Psychologists sought the root of Conway's pedophilia in his childhood. Born the 12th of 13 children to a wealthy Irish family in Shaker Heights, he remembers both parents as loving but distant -- his father because of business and lay duties in the church, his mother because of depression and the strain of caring for so many children. "I don't ever remember my mother ever hugging me," he recalls.

From ages 6 through 14, he says he was molested three times by men -- a camp counselor, a coach, a visiting distant relative. (Psychologists say 70 to 80 percent of sexual child abusers were abused as children.) Joining the priesthood in his 20s, he says he didn't come to grips with being gay until he was nearly 35.


During his priesthood, Conway lured teenage boys for weekends on his family's country farm, riding horses with them, then coming in after they were asleep to run his hands over their bodies.

▶ _Task item 1_: In the account of Conway, alter the part that opens with the words "During his priesthood, Conway" and closes with "over their bodies." so that "adolescent" stands in place of "teenage".
▶ _Task item 2_: According to the account of Conway, at about what age did he come to grips with being gay?
▶ _Task item 3_: Carry on the account of Conway's background from its final sentence, in the same plain reporting style.
The material that follows comes from a separate, unrelated source.

▶ _Information provided_:

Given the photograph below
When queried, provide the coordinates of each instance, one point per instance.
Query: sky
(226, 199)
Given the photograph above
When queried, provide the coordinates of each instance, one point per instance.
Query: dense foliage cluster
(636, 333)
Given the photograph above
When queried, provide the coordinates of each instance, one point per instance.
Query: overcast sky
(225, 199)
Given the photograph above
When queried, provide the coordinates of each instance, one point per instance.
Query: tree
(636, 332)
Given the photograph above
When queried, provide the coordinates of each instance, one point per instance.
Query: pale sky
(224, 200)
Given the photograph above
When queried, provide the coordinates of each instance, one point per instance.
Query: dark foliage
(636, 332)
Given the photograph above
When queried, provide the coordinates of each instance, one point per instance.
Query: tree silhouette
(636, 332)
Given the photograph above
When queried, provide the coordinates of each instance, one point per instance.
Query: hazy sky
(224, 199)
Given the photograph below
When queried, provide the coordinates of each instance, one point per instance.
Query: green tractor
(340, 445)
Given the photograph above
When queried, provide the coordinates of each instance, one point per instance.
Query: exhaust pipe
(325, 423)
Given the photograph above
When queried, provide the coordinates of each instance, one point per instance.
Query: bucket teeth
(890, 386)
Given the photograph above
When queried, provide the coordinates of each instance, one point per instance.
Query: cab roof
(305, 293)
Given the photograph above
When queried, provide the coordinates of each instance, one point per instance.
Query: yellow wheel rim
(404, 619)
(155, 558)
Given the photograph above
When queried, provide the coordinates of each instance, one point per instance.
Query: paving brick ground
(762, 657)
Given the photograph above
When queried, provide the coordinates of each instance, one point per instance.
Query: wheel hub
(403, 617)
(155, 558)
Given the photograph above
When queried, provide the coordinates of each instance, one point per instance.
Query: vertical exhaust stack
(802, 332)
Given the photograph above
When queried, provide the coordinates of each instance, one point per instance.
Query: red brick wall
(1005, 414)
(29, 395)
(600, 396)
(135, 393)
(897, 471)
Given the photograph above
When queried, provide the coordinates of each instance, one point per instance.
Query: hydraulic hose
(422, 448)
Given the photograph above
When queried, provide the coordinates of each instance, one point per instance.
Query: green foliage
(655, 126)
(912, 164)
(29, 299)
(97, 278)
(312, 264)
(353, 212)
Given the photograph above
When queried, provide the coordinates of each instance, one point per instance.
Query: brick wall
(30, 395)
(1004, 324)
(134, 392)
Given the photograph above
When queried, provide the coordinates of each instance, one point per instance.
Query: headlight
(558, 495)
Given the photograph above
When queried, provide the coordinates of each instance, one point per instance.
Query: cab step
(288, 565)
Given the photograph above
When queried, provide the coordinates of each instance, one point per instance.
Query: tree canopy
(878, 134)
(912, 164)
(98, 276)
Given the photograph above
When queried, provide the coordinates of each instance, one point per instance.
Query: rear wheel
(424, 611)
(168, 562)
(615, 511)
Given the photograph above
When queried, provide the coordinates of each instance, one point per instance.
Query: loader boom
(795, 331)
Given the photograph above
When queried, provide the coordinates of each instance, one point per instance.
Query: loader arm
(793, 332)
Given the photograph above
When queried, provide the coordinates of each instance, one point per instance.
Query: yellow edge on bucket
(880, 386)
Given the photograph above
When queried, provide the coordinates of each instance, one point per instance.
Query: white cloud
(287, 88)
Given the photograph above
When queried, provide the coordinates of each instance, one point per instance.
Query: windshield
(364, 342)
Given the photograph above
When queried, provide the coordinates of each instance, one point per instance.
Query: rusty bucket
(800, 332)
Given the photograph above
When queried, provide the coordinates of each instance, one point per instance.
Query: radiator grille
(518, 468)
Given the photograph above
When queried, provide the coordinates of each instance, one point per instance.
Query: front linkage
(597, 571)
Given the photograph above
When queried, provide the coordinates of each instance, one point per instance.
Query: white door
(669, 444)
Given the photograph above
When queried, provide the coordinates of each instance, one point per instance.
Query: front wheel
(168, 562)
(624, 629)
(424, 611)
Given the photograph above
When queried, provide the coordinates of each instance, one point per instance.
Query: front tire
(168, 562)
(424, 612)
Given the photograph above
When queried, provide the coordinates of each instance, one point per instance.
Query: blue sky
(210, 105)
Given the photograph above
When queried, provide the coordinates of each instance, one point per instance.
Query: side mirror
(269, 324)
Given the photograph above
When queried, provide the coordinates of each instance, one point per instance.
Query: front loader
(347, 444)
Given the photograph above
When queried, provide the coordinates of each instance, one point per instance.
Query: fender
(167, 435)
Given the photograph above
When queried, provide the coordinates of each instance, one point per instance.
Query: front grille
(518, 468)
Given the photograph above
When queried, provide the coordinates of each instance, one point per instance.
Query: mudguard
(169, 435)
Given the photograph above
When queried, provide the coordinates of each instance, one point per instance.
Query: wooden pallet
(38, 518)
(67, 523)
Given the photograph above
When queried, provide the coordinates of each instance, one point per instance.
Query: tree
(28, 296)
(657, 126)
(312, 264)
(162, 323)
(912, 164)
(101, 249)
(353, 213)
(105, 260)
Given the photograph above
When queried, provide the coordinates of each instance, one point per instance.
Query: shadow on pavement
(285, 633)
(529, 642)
* * *
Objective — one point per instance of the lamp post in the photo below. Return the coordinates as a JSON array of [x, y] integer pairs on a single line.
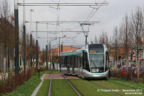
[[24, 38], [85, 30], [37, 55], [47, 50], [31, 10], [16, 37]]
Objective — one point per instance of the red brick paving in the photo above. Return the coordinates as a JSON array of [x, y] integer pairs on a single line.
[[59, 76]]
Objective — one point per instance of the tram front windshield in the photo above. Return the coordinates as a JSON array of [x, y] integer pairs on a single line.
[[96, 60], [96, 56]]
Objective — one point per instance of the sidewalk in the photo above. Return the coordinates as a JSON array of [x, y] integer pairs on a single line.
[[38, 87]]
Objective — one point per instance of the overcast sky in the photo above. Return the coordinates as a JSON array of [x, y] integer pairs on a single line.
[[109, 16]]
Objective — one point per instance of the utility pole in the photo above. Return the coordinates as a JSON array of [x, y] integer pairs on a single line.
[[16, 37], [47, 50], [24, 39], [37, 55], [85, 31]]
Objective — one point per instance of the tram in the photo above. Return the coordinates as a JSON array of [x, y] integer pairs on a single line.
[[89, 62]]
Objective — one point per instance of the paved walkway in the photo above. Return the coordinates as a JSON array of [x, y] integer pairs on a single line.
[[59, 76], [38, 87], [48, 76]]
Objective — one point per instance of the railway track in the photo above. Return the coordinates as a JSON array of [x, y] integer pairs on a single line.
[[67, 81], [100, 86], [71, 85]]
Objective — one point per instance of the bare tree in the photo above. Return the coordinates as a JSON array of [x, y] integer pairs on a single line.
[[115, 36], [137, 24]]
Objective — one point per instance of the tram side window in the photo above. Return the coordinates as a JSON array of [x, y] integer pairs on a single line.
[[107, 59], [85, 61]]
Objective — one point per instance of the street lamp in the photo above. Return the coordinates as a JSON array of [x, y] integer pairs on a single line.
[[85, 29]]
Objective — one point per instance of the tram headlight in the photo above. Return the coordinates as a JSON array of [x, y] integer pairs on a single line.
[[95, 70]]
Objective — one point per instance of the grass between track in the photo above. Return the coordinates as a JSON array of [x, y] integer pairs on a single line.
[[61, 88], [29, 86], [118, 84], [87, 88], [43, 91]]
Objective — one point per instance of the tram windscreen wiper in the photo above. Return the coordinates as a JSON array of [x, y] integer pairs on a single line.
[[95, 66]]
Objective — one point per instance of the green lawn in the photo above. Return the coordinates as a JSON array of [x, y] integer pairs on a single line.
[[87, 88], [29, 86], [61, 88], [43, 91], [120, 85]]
--
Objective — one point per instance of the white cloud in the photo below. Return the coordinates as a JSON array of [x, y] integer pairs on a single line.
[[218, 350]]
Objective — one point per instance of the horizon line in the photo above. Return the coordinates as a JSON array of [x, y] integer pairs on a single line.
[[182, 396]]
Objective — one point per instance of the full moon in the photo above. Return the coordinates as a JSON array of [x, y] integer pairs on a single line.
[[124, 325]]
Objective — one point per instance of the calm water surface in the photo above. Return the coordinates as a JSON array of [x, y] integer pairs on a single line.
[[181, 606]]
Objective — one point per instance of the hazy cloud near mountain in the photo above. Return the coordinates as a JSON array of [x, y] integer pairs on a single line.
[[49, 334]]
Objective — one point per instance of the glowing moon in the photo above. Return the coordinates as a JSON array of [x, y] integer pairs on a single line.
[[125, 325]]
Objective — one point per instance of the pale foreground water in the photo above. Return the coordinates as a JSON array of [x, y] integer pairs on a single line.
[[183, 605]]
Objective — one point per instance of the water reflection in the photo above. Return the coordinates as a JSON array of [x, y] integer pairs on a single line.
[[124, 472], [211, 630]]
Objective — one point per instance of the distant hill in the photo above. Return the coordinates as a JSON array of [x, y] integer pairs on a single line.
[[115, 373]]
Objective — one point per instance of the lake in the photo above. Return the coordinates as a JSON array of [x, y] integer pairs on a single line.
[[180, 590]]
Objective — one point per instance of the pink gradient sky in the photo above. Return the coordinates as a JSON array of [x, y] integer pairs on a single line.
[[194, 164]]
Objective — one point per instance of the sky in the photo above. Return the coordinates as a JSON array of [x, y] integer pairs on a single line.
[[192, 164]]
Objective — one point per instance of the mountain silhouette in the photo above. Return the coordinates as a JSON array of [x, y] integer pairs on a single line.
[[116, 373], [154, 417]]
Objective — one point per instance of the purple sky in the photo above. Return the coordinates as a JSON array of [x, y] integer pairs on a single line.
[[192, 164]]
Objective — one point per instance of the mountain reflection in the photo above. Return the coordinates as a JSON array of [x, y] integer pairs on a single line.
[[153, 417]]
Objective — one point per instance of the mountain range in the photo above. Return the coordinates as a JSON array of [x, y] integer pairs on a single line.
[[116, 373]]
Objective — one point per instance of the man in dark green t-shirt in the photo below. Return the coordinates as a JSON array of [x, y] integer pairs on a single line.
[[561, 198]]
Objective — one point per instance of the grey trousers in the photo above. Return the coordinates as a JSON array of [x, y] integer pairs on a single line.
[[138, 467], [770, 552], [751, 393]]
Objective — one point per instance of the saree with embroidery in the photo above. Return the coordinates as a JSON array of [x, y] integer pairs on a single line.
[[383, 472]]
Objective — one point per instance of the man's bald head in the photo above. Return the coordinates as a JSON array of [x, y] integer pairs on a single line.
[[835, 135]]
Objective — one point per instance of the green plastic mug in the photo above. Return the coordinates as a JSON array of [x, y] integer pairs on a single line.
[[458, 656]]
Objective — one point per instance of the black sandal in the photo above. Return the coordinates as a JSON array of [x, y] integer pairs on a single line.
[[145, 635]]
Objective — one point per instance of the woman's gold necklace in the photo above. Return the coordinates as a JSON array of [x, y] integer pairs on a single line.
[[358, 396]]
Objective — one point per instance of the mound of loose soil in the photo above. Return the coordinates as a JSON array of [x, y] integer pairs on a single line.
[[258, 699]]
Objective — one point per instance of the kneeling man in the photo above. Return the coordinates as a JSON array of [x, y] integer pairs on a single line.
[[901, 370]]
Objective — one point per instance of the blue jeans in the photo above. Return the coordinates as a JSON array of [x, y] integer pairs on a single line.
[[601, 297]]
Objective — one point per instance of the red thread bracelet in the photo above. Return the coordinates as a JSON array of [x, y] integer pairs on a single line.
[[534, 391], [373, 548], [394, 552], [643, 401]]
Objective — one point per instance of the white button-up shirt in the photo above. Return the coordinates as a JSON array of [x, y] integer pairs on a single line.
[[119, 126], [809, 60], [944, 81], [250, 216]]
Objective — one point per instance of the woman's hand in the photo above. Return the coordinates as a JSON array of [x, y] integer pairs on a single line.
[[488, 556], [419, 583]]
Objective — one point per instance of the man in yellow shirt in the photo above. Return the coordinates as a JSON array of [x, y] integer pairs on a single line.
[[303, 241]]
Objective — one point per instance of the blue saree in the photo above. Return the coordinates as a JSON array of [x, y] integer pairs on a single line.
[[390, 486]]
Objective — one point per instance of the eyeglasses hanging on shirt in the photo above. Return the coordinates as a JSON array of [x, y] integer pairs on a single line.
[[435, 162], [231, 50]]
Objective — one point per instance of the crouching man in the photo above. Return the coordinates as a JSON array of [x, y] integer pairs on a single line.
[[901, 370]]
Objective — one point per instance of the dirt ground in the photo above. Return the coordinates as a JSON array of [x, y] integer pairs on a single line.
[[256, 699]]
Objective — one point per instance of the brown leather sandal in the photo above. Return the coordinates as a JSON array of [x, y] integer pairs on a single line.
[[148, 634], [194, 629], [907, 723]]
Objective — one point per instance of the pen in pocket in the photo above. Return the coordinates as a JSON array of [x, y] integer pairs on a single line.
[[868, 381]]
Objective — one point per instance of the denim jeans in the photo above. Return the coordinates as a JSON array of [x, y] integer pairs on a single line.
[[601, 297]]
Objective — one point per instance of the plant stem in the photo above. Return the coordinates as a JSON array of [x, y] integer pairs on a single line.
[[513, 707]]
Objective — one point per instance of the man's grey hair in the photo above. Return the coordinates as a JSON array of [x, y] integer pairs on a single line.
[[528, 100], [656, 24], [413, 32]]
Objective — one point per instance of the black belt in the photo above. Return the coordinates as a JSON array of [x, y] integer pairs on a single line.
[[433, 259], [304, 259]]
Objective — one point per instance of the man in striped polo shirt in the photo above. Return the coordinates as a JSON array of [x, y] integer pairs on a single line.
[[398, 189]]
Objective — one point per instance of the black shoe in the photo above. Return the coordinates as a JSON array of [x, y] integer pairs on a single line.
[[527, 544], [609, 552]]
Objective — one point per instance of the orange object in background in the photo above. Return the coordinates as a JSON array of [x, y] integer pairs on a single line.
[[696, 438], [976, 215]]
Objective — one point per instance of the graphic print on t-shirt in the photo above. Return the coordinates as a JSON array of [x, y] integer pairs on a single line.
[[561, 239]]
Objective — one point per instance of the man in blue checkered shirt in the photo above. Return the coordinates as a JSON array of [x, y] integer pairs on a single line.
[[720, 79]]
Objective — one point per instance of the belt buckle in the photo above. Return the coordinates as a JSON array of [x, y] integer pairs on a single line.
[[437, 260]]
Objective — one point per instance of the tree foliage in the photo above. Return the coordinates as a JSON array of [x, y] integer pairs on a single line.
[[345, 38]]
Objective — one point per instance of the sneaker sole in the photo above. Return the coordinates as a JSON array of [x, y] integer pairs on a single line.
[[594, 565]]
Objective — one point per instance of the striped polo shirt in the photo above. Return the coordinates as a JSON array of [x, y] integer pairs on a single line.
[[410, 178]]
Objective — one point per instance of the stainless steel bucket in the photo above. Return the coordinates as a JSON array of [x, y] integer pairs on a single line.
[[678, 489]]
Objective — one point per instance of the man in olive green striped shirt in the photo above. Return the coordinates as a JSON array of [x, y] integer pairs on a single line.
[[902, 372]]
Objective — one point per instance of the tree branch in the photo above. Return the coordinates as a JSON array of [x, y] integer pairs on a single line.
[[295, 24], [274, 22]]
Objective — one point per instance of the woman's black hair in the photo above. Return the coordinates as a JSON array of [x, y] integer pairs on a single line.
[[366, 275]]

▶ _Result 1_:
During his priesthood, Conway lured adolescent boys for weekends on his family's country farm, riding horses with them, then coming in after they were asleep to run his hands over their bodies.

▶ _Result 2_: He was nearly 35.

▶ _Result 3_:
Later, in his treatment, Conway says he was put on anti-psychotic medicine and Depro-Provera, a hormonal medicine developed as birth control for women, which cuts the male sex drive by reducing testosterone. "I don't know if that helped me or not," he says. "When there's that much guilt, your sexuality quiets down to almost inertia anyway."

During therapy, Conway says he was counseled -- individually and in group sessions -- on recognizing his urges and controlling them. But he's still angry about the way it was done.

"They seemed to have this good cop, bad cop idea. The group counselor was my buddy. He gave me confidence and used my confidence in him to push me closer to honesty.

"But there was this counselor who felt it was her job to be my adversary. She would constantly throw in my face whatever defects the counselors found in me. She suspected me of being dishonest. I was so angry at her I'd like to beat her with a bullwhip."

When Conway left treatment, he feels he was given a realistic assessment. "They do not ever say you're cured. In any 12-step movement you're trained to know you're not cured, you're simply arrested. They were very clear on that."


After leaving St. Luke's, Conway voluntarily resigned the priesthood, returned to college and found a job as a paralegal in Cuyahoga County government, attending Alcoholics Anonymous or Sex and Love Addicts Anonymous meetings, sometimes seven days a week.

Today, at 65, he is retired to the family farm, living alone with a cat and a Dalmatian.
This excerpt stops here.